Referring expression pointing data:
-----

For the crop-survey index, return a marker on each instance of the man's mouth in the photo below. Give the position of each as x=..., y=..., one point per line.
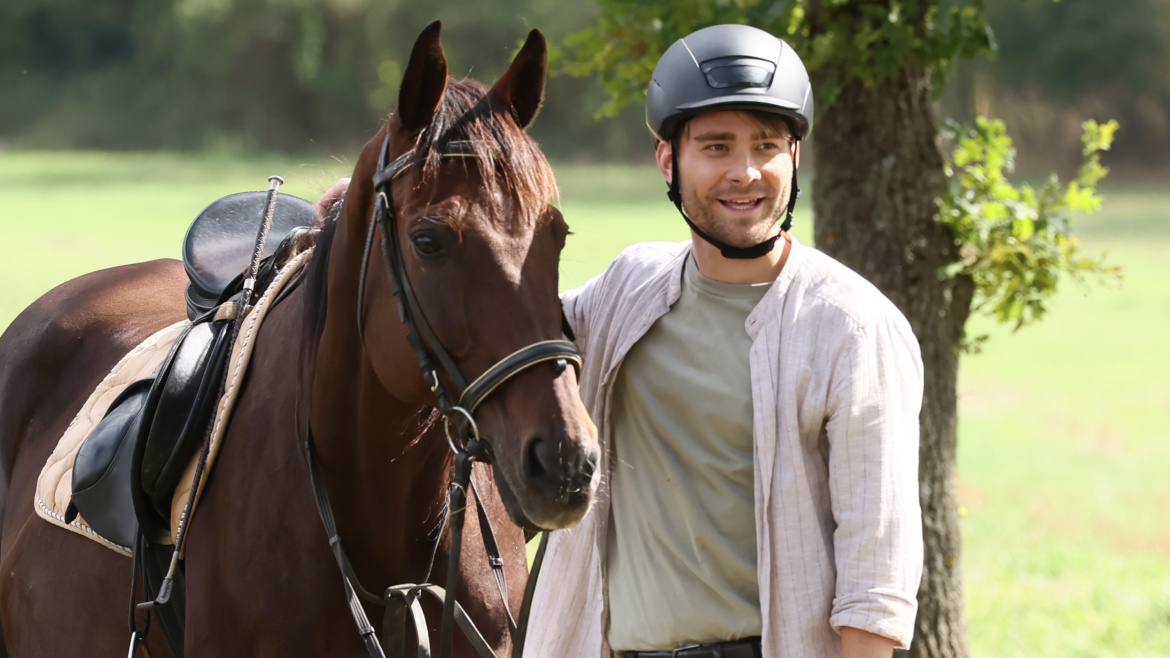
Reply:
x=742, y=204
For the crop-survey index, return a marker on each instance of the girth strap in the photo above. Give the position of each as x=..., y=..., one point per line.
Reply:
x=398, y=598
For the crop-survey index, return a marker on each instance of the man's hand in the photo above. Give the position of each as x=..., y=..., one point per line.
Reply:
x=331, y=197
x=862, y=644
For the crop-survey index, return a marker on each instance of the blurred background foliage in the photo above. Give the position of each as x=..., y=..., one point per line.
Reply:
x=316, y=76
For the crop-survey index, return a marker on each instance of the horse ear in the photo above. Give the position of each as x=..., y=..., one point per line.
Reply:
x=522, y=86
x=424, y=82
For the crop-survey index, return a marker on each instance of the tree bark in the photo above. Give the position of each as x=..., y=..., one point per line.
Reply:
x=879, y=177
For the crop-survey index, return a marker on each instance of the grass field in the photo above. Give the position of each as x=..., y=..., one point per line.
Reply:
x=1064, y=430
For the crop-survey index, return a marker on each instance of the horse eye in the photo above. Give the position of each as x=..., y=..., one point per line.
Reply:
x=426, y=245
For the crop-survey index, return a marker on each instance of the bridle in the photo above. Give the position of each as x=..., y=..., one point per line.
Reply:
x=458, y=406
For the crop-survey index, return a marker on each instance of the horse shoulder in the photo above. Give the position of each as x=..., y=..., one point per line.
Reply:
x=56, y=350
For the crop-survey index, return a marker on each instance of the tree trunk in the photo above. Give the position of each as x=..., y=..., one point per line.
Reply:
x=879, y=179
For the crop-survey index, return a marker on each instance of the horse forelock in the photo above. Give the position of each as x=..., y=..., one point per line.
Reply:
x=508, y=162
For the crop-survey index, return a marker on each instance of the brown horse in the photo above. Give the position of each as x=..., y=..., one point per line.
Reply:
x=480, y=246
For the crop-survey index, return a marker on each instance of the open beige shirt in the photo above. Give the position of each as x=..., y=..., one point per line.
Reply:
x=837, y=388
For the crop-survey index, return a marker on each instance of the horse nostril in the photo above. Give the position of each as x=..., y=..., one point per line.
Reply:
x=536, y=470
x=585, y=467
x=548, y=468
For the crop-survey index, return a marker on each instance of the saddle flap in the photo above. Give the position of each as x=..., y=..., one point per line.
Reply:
x=101, y=474
x=178, y=413
x=219, y=244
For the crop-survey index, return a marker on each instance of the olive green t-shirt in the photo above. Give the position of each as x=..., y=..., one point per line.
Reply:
x=682, y=547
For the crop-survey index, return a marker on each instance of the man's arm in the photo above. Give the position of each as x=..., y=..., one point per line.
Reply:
x=873, y=463
x=857, y=643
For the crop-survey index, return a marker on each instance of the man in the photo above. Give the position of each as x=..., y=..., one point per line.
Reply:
x=757, y=402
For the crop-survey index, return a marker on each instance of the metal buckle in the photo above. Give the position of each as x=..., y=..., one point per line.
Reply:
x=446, y=426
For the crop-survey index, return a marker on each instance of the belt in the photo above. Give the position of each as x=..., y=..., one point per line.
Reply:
x=747, y=648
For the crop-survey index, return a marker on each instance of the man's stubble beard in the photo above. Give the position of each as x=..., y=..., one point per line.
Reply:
x=706, y=216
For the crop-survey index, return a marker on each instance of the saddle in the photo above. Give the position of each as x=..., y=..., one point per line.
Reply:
x=129, y=466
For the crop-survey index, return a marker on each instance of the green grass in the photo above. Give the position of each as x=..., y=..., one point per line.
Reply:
x=1064, y=427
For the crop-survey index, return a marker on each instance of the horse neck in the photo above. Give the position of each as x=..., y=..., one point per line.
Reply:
x=384, y=460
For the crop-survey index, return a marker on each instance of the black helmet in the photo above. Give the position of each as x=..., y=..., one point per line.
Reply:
x=728, y=67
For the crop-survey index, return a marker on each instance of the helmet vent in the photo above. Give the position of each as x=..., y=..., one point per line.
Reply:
x=727, y=73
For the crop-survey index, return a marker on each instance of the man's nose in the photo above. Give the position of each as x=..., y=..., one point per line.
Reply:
x=744, y=170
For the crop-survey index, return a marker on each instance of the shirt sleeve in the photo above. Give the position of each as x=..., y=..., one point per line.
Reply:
x=873, y=472
x=577, y=303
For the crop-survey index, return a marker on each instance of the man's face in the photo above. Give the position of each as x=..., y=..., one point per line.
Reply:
x=736, y=175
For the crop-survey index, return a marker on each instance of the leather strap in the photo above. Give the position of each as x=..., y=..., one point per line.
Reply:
x=514, y=364
x=747, y=648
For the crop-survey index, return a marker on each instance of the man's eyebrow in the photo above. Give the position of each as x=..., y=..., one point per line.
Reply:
x=715, y=137
x=730, y=136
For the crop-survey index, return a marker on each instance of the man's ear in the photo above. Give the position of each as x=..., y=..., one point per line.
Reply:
x=665, y=150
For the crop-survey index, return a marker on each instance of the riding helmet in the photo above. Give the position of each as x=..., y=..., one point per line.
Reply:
x=728, y=67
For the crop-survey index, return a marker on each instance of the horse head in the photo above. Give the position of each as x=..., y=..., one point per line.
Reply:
x=469, y=196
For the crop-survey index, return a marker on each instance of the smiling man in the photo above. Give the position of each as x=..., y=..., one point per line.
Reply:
x=758, y=404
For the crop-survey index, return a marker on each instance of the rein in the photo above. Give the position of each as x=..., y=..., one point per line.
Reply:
x=462, y=437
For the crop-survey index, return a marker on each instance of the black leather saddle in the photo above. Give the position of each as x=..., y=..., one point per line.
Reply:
x=219, y=244
x=129, y=466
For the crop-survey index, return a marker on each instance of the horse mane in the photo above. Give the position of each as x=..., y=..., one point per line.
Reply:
x=508, y=162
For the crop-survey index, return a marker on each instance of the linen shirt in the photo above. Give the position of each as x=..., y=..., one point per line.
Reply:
x=837, y=389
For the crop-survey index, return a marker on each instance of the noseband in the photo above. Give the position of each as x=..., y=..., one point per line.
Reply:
x=459, y=425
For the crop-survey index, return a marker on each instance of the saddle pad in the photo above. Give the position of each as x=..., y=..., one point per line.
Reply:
x=54, y=487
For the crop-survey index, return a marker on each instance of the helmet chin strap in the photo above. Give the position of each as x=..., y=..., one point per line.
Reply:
x=728, y=251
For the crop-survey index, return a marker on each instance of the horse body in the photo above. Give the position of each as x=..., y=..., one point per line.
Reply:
x=481, y=253
x=64, y=595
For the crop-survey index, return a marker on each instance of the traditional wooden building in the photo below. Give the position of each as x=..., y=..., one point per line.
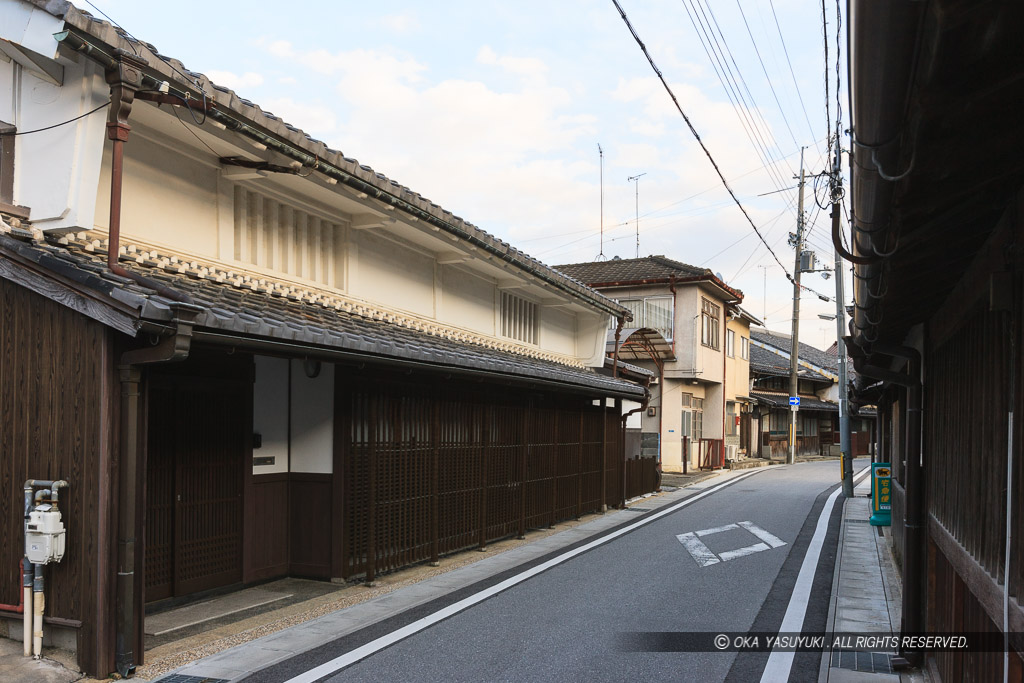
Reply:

-----

§ **EXERCISE DIRECTIONS**
Where the line containing "the horse body" appears in the data above, begin there and output every line through the last, exactly and without pictures.

§ **ANSWER BELOW**
For the crop-survey index, return a marker on each instance of the horse body in the photo above. Give the position of each as x=..., y=..., one point per line.
Reply:
x=481, y=253
x=64, y=595
For the crop-survey index, return a marker on each instance of the traditional wooden building in the photo below. Give the position of each as x=..., y=..., one point per line.
Reply:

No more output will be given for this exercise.